◆ Work item: Leaving out the pictures, output each record exactly as it stands.

◆ Supplied data:
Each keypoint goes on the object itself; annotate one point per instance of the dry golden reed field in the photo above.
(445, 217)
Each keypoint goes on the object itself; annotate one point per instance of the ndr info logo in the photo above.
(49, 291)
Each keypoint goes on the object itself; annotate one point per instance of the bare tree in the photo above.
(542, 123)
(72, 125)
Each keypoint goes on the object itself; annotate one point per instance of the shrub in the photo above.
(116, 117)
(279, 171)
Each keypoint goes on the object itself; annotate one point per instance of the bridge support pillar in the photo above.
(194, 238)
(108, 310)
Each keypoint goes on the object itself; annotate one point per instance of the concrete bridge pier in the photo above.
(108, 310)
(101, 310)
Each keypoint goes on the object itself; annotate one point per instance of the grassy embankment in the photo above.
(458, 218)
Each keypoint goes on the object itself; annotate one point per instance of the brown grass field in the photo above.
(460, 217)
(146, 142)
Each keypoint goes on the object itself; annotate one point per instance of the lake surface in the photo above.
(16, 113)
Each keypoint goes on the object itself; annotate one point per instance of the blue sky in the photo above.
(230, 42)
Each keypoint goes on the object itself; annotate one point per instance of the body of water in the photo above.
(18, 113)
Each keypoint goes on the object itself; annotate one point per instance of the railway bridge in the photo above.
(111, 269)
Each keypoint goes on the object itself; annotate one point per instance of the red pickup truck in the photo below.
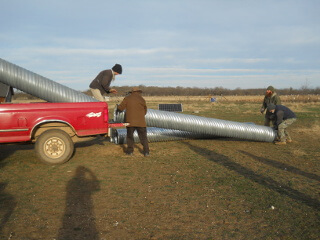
(52, 126)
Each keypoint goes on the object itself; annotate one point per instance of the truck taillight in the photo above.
(105, 115)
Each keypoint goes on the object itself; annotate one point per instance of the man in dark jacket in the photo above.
(101, 84)
(6, 93)
(136, 109)
(270, 97)
(284, 117)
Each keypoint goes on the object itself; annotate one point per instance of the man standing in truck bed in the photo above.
(101, 84)
(6, 93)
(136, 109)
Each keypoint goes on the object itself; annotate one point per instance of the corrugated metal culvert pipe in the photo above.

◆ Written answer:
Each keypoint goes on the object itself; annotate one point per instance of the dry golden reed field in the photo above.
(445, 217)
Each keypoint goes on the object itself; annotate one point per instance of the ndr info logo in the photo above.
(49, 291)
Each keypoint goes on the object itself; annotate one point per instance of the bare tree in the photo above.
(542, 123)
(72, 125)
Each keypoint goes on the object itself; annotate one point per instance of the shrub in the photo above.
(116, 117)
(279, 171)
Each keypoint goes on the object itself; annotate one point per instance of the bridge support pillar in the photo above.
(194, 238)
(108, 310)
Each keypoint goes on the object itself; annotate one point per instance of the concrete bridge pier in the photo above.
(108, 310)
(101, 310)
Each keypoint goes on the object itself; annotate one point per instance of the grassy embankment in the photo above.
(458, 218)
Each keypoint goes on the object itself; annotate one point per instance of the brown grass field in the photo above.
(460, 217)
(146, 142)
Each keypoint goes on the object itself; annotate one point per instance of the lake surface in the photo above.
(16, 113)
Each keypoint goes on the object itself; annotate one point per instance of the blue sky in the photo above.
(230, 42)
Each keypoint goes on the object itself; annotate one point per instance of the body of water in the photo above.
(18, 113)
Each keypoint goes on the object itself; annotate one point per instance of the railway bridge in the photo above.
(111, 269)
Each keypoint goes on the object itself; annotate one point per instance of the red pickup truck in the photo below.
(52, 126)
Each keypoint goes on the object itself; annotate one point per instance of the truck taillight in the photo above.
(105, 115)
Each keypoint goes on the object itself; annotate one point per instance of the man in dark jacket in the photo above.
(101, 84)
(6, 93)
(136, 109)
(270, 97)
(284, 117)
Each keypoint goes on the object itself; annotate one point per instance of the man standing in truck bed in the photo above.
(101, 84)
(6, 93)
(136, 109)
Each keypoint goes on the object itself; annotate one point per instance of the corrugated metal culvert pipe in the photo above.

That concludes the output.